■ **Written task**: Render the data below as a numbered list, leaving out any blank lines.

=====

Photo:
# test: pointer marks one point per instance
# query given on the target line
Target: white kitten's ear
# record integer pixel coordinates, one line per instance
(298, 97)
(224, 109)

=====

■ **Completed exercise**:
1. Photo:
2. # test: pointer marks one point per instance
3. # query given on the target line
4. Target: white kitten's ear
5. # record integer pixel coordinates, one line per instance
6. (298, 97)
7. (224, 109)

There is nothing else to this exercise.